### Task statement
Rewrite the items from the line with "negative clicks: (702, 605) (732, 610)" to the line with "positive clicks: (599, 620)" as a numbered list, leaving out any blank lines.

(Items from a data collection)
■ ■ ■ ■ ■ ■ ■

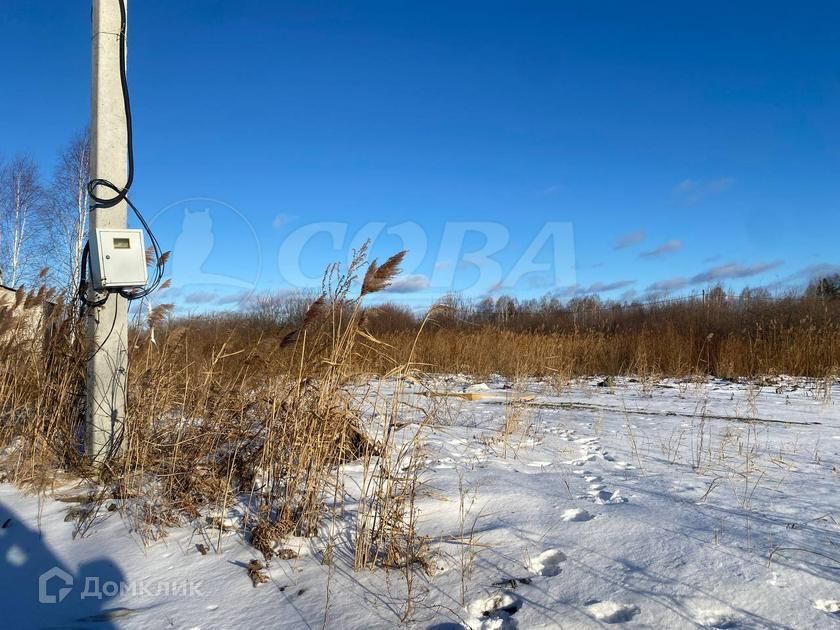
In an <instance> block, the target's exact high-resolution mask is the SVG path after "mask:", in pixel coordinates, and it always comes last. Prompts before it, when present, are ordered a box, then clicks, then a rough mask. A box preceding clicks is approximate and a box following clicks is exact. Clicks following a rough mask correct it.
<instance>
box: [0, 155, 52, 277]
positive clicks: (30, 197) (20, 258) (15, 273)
mask: <svg viewBox="0 0 840 630" xmlns="http://www.w3.org/2000/svg"><path fill="white" fill-rule="evenodd" d="M41 192H42V189H41V186H40V184H39V183H38V167H37V166H36V165H35V162H34V161H33V160H32V159H31V158H29V157H26V156H18V157H15V158H14V159H12V160H11V161H10V162H8V163H6V164H5V165H2V166H1V167H0V270H2V281H3V283H4V284H7V285H9V286H17V285H18V283H19V282H21V281H22V280H24V279H25V278H26V277H27V276H28V275H30V273H31V272H32V271H33V269H34V265H35V264H37V260H36V258H37V257H36V256H35V253H36V252H35V251H34V250H35V248H34V247H31V245H32V244H33V239H34V238H35V237H36V236H37V233H38V231H37V229H36V228H37V221H38V218H39V214H40V211H41V209H42V203H41ZM41 262H43V261H41Z"/></svg>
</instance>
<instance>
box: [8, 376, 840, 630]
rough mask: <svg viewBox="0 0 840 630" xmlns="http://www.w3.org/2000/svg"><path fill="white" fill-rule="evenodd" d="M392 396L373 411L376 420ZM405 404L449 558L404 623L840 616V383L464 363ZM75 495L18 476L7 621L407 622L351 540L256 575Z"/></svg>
mask: <svg viewBox="0 0 840 630" xmlns="http://www.w3.org/2000/svg"><path fill="white" fill-rule="evenodd" d="M393 388H394V383H393V382H388V383H385V385H384V386H383V387H382V388H380V390H379V391H380V392H381V393H382V394H383V395H384V396H385V399H383V400H381V401H377V400H373V399H369V400H368V401H367V402H366V403H365V405H366V408H367V409H368V416H369V419H370V421H371V423H372V424H375V423H376V422H377V421H378V418H380V417H381V413H382V412H383V410H384V408H385V405H386V404H387V403H386V400H387V397H388V396H389V394H390V392H392V391H393ZM447 392H455V393H458V392H466V395H462V396H445V395H440V394H444V393H447ZM430 393H433V394H435V395H429V394H430ZM403 398H404V400H405V402H406V403H407V404H406V406H405V407H404V408H403V409H404V412H403V415H404V418H403V422H404V423H405V424H404V426H403V428H401V431H403V432H406V433H407V434H409V433H411V432H413V431H414V430H415V429H416V425H415V424H413V423H415V422H419V421H420V420H421V419H423V418H426V419H427V421H428V422H429V423H430V426H429V427H428V429H427V430H426V432H425V434H424V435H425V450H424V453H425V457H426V459H427V466H426V468H425V471H424V473H423V476H422V480H423V484H422V486H421V488H420V499H419V509H420V514H419V524H418V529H419V531H420V533H421V534H424V535H427V536H429V537H430V538H429V557H430V560H431V564H432V565H433V566H434V568H435V572H434V575H431V576H429V575H427V574H426V573H425V572H423V571H421V570H420V569H419V568H418V569H417V573H416V574H415V577H414V581H413V584H412V600H413V604H414V609H413V613H412V615H411V616H410V618H409V619H408V621H407V622H406V624H405V625H407V626H409V627H419V628H437V629H439V630H443V629H445V628H451V629H454V628H460V627H470V628H523V629H524V628H592V627H594V628H597V627H604V626H605V625H609V624H616V625H617V626H619V627H620V626H624V627H634V628H693V627H716V628H831V627H840V492H838V489H840V488H839V486H840V407H838V405H837V403H836V401H837V400H840V385H838V383H834V384H831V385H829V386H828V388H826V384H825V382H814V381H806V380H797V379H791V378H775V379H767V380H765V381H764V383H763V384H761V385H758V384H748V383H731V382H726V381H721V380H708V381H703V382H692V381H680V380H676V379H662V380H649V379H645V380H641V381H637V380H635V379H615V380H612V379H609V380H607V379H585V380H578V381H573V382H571V383H568V384H566V385H565V386H564V387H562V388H558V387H556V386H554V387H552V386H550V385H549V384H548V383H545V382H538V381H525V382H518V383H515V384H511V383H510V382H508V381H505V380H504V379H501V378H499V379H491V380H490V381H487V383H486V385H481V384H477V383H475V382H474V381H471V380H470V379H468V378H466V377H459V376H452V377H435V378H430V379H428V380H427V381H424V382H423V383H417V382H411V383H407V384H406V388H405V394H404V396H403ZM360 468H361V467H360V466H358V465H357V464H350V465H347V466H346V467H345V469H346V473H347V476H348V477H347V478H348V483H347V491H348V492H349V493H350V495H353V483H354V480H355V482H356V483H358V480H359V478H360V475H361V470H360ZM70 507H72V504H68V503H65V502H60V501H57V500H55V498H52V497H32V496H23V495H22V494H21V493H20V492H19V491H18V490H16V489H15V488H13V487H11V486H9V485H8V484H4V485H1V486H0V552H2V553H1V554H0V555H1V556H2V562H3V570H2V572H0V593H2V594H0V603H2V604H4V605H3V609H2V610H3V613H2V614H3V618H2V620H0V626H6V627H20V628H25V627H95V628H106V627H125V628H149V627H154V628H166V627H171V628H273V627H284V628H315V627H317V628H320V627H327V628H392V627H397V626H399V625H400V616H401V614H402V613H403V611H404V609H405V603H406V583H405V579H404V576H403V574H402V572H400V571H399V570H391V571H386V570H384V569H378V570H376V571H373V572H370V571H366V572H354V571H353V570H352V564H353V550H352V544H351V542H350V541H349V540H347V539H346V538H343V539H341V538H340V539H339V544H338V545H337V546H335V547H334V548H333V549H332V550H331V552H330V553H329V554H328V557H325V548H326V546H325V542H324V541H323V540H303V539H301V540H295V541H289V544H288V545H287V546H288V547H292V548H293V549H295V550H296V551H297V552H298V553H299V557H297V558H294V559H289V560H281V559H275V560H273V561H272V562H271V563H270V564H269V567H268V569H267V574H268V575H269V576H270V580H269V581H268V582H267V583H265V584H261V585H259V586H257V587H253V586H252V582H251V580H250V579H249V577H248V574H247V570H246V568H245V565H246V564H247V563H248V562H249V561H250V560H251V559H254V558H260V559H261V556H260V554H258V553H257V552H255V550H254V549H253V548H251V547H249V546H248V545H247V544H246V543H245V542H244V541H243V540H241V538H240V537H239V535H238V534H235V533H230V534H226V535H224V536H223V537H222V538H221V539H220V542H221V548H220V549H217V548H216V546H217V543H218V542H219V539H217V538H215V536H213V537H211V538H206V537H204V536H203V535H201V534H199V533H197V531H195V530H192V529H186V528H185V529H174V530H172V531H171V532H170V535H169V536H168V538H167V539H165V540H164V541H162V542H160V543H158V544H155V545H152V546H150V547H144V546H143V544H142V542H141V541H140V539H139V538H138V537H137V536H136V535H135V534H133V533H131V532H130V530H129V525H128V522H127V521H126V520H124V519H123V518H121V516H120V513H119V511H117V510H115V511H113V512H110V513H108V512H105V513H104V514H103V515H102V518H100V519H99V520H98V522H97V524H96V525H95V526H94V527H93V528H91V529H90V530H88V531H86V532H83V535H81V534H80V535H77V536H76V537H75V538H74V536H73V534H74V531H75V523H74V522H73V519H72V518H69V519H67V514H68V509H69V508H70ZM354 507H355V506H354V503H353V500H352V498H350V499H348V504H347V506H346V510H345V512H344V518H346V519H348V522H349V521H350V520H352V519H354V518H355V515H354ZM347 531H349V530H347ZM199 545H204V546H206V548H207V550H209V551H207V552H206V553H201V552H200V551H199V549H198V546H199ZM53 567H57V568H58V569H59V570H60V571H63V572H66V573H61V572H56V571H53V573H52V579H51V580H49V582H48V583H47V584H46V585H45V589H44V592H43V593H41V595H42V597H43V596H46V597H50V596H55V597H56V599H57V598H58V596H59V594H60V589H61V588H66V589H69V590H66V591H64V593H65V597H64V599H63V601H61V602H60V603H39V601H38V600H39V591H38V578H39V575H41V574H42V573H43V572H45V571H48V570H50V569H53ZM65 583H66V586H65ZM120 585H121V587H120ZM98 595H102V597H101V599H100V598H99V597H97V596H98Z"/></svg>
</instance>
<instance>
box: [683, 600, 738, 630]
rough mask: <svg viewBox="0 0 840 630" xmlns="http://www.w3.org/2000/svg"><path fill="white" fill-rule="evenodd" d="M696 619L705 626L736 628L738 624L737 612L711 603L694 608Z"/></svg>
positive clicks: (724, 627)
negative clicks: (702, 605) (732, 610)
mask: <svg viewBox="0 0 840 630" xmlns="http://www.w3.org/2000/svg"><path fill="white" fill-rule="evenodd" d="M694 620H695V621H696V622H697V625H699V626H702V627H703V628H720V629H721V630H723V629H724V628H735V627H737V625H738V622H737V621H736V616H735V613H734V612H733V611H732V610H731V609H729V608H724V607H722V606H716V605H711V606H707V607H704V608H695V609H694Z"/></svg>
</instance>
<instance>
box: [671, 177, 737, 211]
mask: <svg viewBox="0 0 840 630" xmlns="http://www.w3.org/2000/svg"><path fill="white" fill-rule="evenodd" d="M734 185H735V180H734V179H733V178H732V177H719V178H717V179H711V180H705V181H701V180H695V179H684V180H683V181H681V182H680V183H679V184H677V185H676V186H674V188H673V189H672V190H671V193H672V194H673V196H674V198H675V199H677V200H678V201H680V202H681V203H684V204H686V205H689V206H693V205H694V204H697V203H700V202H701V201H704V200H705V199H708V198H709V197H713V196H715V195H719V194H721V193H723V192H726V191H727V190H729V189H730V188H732V186H734Z"/></svg>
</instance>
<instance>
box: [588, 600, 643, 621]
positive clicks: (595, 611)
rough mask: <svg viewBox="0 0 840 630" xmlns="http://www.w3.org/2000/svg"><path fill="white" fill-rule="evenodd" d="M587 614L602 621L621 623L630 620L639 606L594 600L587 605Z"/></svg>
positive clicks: (599, 620) (635, 613) (630, 619)
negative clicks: (596, 601) (591, 603)
mask: <svg viewBox="0 0 840 630" xmlns="http://www.w3.org/2000/svg"><path fill="white" fill-rule="evenodd" d="M587 609H588V610H589V614H591V615H592V616H593V617H595V619H597V620H598V621H603V622H604V623H623V622H625V621H630V620H631V619H632V618H633V617H635V616H636V615H637V614H638V613H639V607H638V606H633V605H630V604H619V603H618V602H610V601H606V602H595V603H594V604H590V605H589V606H587Z"/></svg>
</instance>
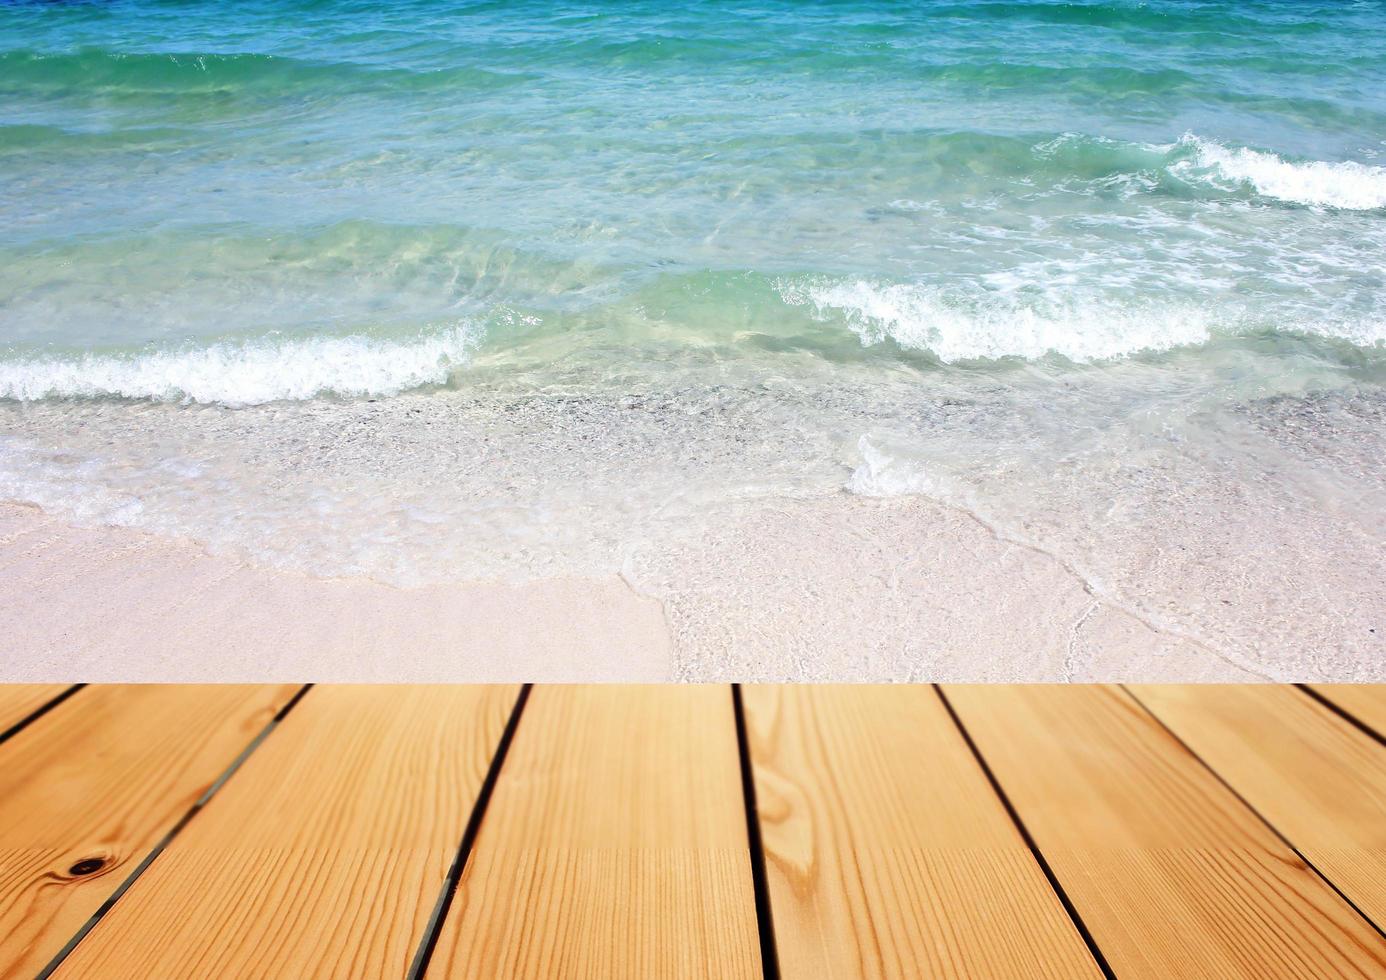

■ ■ ■ ■ ■ ■ ■

### Answer for the task
1. negative clicks: (702, 605) (732, 610)
2. mask: <svg viewBox="0 0 840 630" xmlns="http://www.w3.org/2000/svg"><path fill="white" fill-rule="evenodd" d="M694 620H695V621H696V622H697V625H699V626H702V627H703V628H720V629H721V630H723V629H724V628H735V627H737V625H738V622H737V621H736V616H735V613H734V612H733V611H732V610H731V609H729V608H724V607H722V606H716V605H711V606H707V607H704V608H695V609H694Z"/></svg>
3. </instance>
4. <instance>
5. box: [671, 177, 737, 211]
6. mask: <svg viewBox="0 0 840 630" xmlns="http://www.w3.org/2000/svg"><path fill="white" fill-rule="evenodd" d="M734 185H735V180H734V179H733V178H732V177H719V178H717V179H711V180H705V181H701V180H695V179H684V180H683V181H681V182H680V183H679V184H677V185H676V186H674V188H673V189H672V190H671V193H672V194H673V196H674V198H675V199H677V200H678V201H680V202H681V203H684V204H686V205H689V206H693V205H694V204H697V203H700V202H701V201H704V200H705V199H708V198H709V197H713V196H715V195H719V194H721V193H723V192H726V191H727V190H729V189H730V188H732V186H734Z"/></svg>
7. </instance>
8. <instance>
9. box: [588, 600, 643, 621]
10. positive clicks: (595, 611)
11. rough mask: <svg viewBox="0 0 840 630" xmlns="http://www.w3.org/2000/svg"><path fill="white" fill-rule="evenodd" d="M587 614L602 621L621 623L630 620L639 606L594 600L587 605Z"/></svg>
12. positive clicks: (599, 620) (635, 613) (630, 619)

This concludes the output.